Despite some early season setbacks, including delayed and prevented planting, west Tennessee cotton farmers are preparing to harvest what looks to be a good crop, if they can get open weather to pick it.

Wet weather, including flooding in some bottomlands, prevented farmers from planting cotton on thousands of acres. Others were delayed by persistent rainfall that began last fall and continued into August.

“We had an interesting year,” says John Lindamood, who farms near Tiptonville in Lake County, Tenn. Lindamood says flooding prevented them from planting some acres and other wet weather issues created a few setbacks, but he stops well short of complaining.

“Farmers in Arkansas and the Midwest had it much worse than we did,” he says. “We’ve had some challenges, but not of the magnitude they had.”

He says “incessant rains started last fall and continued week after week. By this August, we had received 100 percent of our annual rainfall.” Lake County lies in the northwest corner of Tennessee, bordered by the Mississippi River and the Kentucky state line.

Last year’s wet fall and soggy harvest season left a lot of fields rutted, Lindamood says. “We expected to do a lot of field work to prepare for planting, but it rained so much the soil sort of healed itself. We were able to get the crops in without an excessive amount of tillage.”

Related:COTTON SPIN: Continued bearish outlook for old cotton crop

They got some cotton planted on time, the last week of April, but some was delayed until the first week of June.

“We have about 15 percent (500 acres) of the crop open (Sept. 17). The rest will be spread out over several weeks, but we can’t pick it all at one time anyway. We got all but 200 of our intended cotton acres planted.”

He says bottomland, behind the levees, flooded. “On that flat topography and Delta-type soils, it doesn’t take but a little water to back up and spread out over a big area.”

He says many farmers were prevented from planting a lot more than that.

**GIVEN REQUEST 1**
Answer these from the west Tennessee cotton article:
(a) Near which town does John Lindamood farm?
(b) By August, what percentage of their annual rainfall had they received?
(c) How many of their intended cotton acres went unplanted?

**EXERCISE INPUT**
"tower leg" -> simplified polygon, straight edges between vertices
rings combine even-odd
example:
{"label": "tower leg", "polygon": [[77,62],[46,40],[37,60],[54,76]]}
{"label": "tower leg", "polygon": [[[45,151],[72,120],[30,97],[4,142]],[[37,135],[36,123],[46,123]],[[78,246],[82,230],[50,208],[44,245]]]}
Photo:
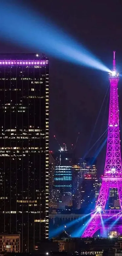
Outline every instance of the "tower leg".
{"label": "tower leg", "polygon": [[100,207],[104,210],[109,196],[109,182],[108,181],[103,181],[95,209]]}
{"label": "tower leg", "polygon": [[92,237],[100,227],[100,218],[94,217],[91,219],[82,234],[82,237]]}
{"label": "tower leg", "polygon": [[122,184],[121,181],[117,181],[117,187],[121,209],[122,210]]}

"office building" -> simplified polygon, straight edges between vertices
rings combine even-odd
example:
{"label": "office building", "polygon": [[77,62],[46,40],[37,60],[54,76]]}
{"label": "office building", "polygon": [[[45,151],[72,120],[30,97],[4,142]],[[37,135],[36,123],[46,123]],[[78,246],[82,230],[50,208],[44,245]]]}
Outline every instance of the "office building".
{"label": "office building", "polygon": [[20,235],[0,233],[0,252],[20,252]]}
{"label": "office building", "polygon": [[97,176],[96,161],[93,157],[88,158],[85,160],[80,160],[82,176],[90,175],[93,179],[95,179]]}
{"label": "office building", "polygon": [[0,230],[30,251],[48,237],[48,60],[0,58]]}
{"label": "office building", "polygon": [[95,180],[95,202],[97,202],[97,197],[99,195],[100,189],[102,184],[102,179],[100,178],[96,178]]}
{"label": "office building", "polygon": [[72,155],[66,148],[61,148],[54,154],[54,186],[62,196],[71,197],[72,193]]}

**GIVEN REQUEST 2**
Rewrite all the records with "straight edges" changed to "linear edges" and nothing else altered. Leave the pictures out.

**EXPECTED OUTPUT 1**
(a) Tiptonville, in Lake County, Tenn.
(b) 100 percent
(c) 200

**EXPECTED OUTPUT 2**
"tower leg" -> simplified polygon, linear edges between vertices
rings combine even-odd
example:
{"label": "tower leg", "polygon": [[77,62],[46,40],[37,60],[54,76]]}
{"label": "tower leg", "polygon": [[[45,151],[72,120],[30,97],[4,142]],[[37,135],[36,123],[46,123]],[[78,246],[82,230],[50,208],[44,245]]]}
Photo:
Outline every instance of the "tower leg".
{"label": "tower leg", "polygon": [[100,207],[104,210],[109,196],[109,182],[108,181],[103,181],[95,209]]}
{"label": "tower leg", "polygon": [[92,237],[100,227],[100,218],[94,217],[91,219],[82,234],[82,237]]}
{"label": "tower leg", "polygon": [[122,184],[121,181],[117,181],[117,187],[121,209],[122,210]]}

"office building" -> simplified polygon, linear edges between vertices
rings combine even-odd
example:
{"label": "office building", "polygon": [[77,62],[46,40],[37,60],[54,76]]}
{"label": "office building", "polygon": [[[45,151],[72,120],[30,97],[4,142]],[[37,135],[36,123],[46,123]],[[78,246],[82,230],[50,208],[44,245]]]}
Outline every instance of the "office building".
{"label": "office building", "polygon": [[20,235],[0,233],[0,252],[20,252]]}
{"label": "office building", "polygon": [[97,176],[96,161],[93,157],[88,158],[85,160],[80,160],[82,176],[90,175],[93,179],[95,179]]}
{"label": "office building", "polygon": [[0,230],[30,251],[48,237],[48,60],[0,58]]}
{"label": "office building", "polygon": [[95,180],[95,202],[97,202],[97,197],[99,195],[100,189],[102,184],[102,179],[100,178],[96,178]]}
{"label": "office building", "polygon": [[72,155],[66,148],[61,148],[54,154],[54,186],[62,196],[71,197],[72,193]]}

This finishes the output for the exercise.